== INSTRUCTION ==
Reproduce the listing below without changes, except that pictures are left out.

== EXTRACTED RECORDS ==
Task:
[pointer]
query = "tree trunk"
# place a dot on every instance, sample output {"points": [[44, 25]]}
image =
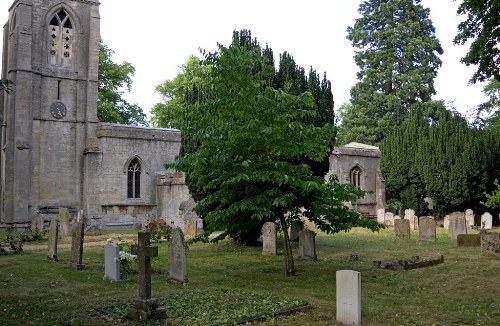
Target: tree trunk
{"points": [[289, 266]]}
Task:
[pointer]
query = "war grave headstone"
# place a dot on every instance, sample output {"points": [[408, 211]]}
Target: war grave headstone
{"points": [[112, 270], [53, 237], [402, 229], [145, 307], [457, 225], [269, 239], [307, 245], [490, 243], [77, 238], [427, 228], [64, 220], [389, 219], [348, 297], [469, 218], [178, 251], [487, 221]]}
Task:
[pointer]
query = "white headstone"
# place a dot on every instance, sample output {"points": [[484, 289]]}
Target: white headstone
{"points": [[348, 297], [486, 221], [112, 262]]}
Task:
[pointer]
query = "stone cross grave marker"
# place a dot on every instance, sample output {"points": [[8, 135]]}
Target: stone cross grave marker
{"points": [[269, 239], [427, 228], [53, 235], [348, 297], [77, 238], [178, 251], [64, 220], [402, 229], [112, 262], [457, 225], [307, 245], [487, 221], [145, 307]]}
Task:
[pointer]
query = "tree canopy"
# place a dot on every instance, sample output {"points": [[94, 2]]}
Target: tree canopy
{"points": [[397, 53], [114, 79], [482, 28]]}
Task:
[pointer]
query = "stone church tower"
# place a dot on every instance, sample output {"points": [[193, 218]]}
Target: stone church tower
{"points": [[54, 152]]}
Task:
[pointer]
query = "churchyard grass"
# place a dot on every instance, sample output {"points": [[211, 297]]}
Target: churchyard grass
{"points": [[461, 291]]}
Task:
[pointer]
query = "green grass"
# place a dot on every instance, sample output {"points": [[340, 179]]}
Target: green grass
{"points": [[464, 290]]}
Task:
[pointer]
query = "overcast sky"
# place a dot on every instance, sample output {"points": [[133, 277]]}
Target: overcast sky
{"points": [[158, 38]]}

== EXERCISE OUTPUT ==
Task:
[pointer]
query = "tree trunk"
# place a dot on every instance, sample output {"points": [[44, 25]]}
image =
Target: tree trunk
{"points": [[289, 266]]}
Task:
[pointer]
query = "war grave headstone"
# place a dot on every instance, sample output {"points": [[408, 211]]}
Target: war grave headstone
{"points": [[112, 270], [53, 237], [402, 229], [145, 307], [457, 225], [269, 239], [307, 245], [490, 243], [77, 238], [427, 228], [64, 220], [389, 219], [348, 297], [469, 218], [178, 251], [487, 221]]}
Task:
[pointer]
query = "white headstone"
# place a dot on every instance, sample output {"points": [[484, 289]]}
Target: white headstone
{"points": [[348, 297], [486, 221], [112, 262]]}
Task:
[pointer]
query = "stone cross grave marker"
# place a dot on every instance, sample output {"points": [[8, 135]]}
Target: stone cross grave marker
{"points": [[269, 239], [427, 228], [53, 235], [348, 297], [77, 238], [178, 251], [64, 220], [402, 229], [112, 262], [457, 225], [307, 245], [487, 221], [145, 307]]}
Task:
[pointer]
query = "tree canopy"
# place a dot on every instance, sample output {"points": [[94, 2]]}
Target: tree canopy
{"points": [[397, 53], [114, 79], [482, 28]]}
Task:
[pointer]
query = "stone church tower"
# place a dot on every instance, sample output {"points": [[193, 218]]}
Target: stone church tower
{"points": [[54, 152]]}
Task:
[pointer]
query = "churchyard grass"
# place a dot on every instance, sample output {"points": [[211, 297]]}
Target: churchyard grass
{"points": [[461, 291]]}
Task:
[pointer]
query = "green grass"
# place a dot on every instance, sample output {"points": [[340, 179]]}
Target: green grass
{"points": [[464, 290]]}
Task:
[pointer]
query = "overcast sky"
# place a dot on every instance, sample output {"points": [[133, 277]]}
Target: overcast sky
{"points": [[158, 38]]}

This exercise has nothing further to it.